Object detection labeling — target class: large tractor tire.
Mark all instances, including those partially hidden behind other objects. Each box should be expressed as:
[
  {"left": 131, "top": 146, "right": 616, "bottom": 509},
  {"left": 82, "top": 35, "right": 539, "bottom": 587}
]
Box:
────
Task objective:
Each record above is to be written out again exactly.

Reply to the exercise:
Object detection labeling — target class: large tractor tire.
Mark all instances, including those partially hidden behind other objects. Each box should be expressed as:
[
  {"left": 131, "top": 146, "right": 616, "bottom": 509},
  {"left": 82, "top": 35, "right": 539, "bottom": 587}
]
Box:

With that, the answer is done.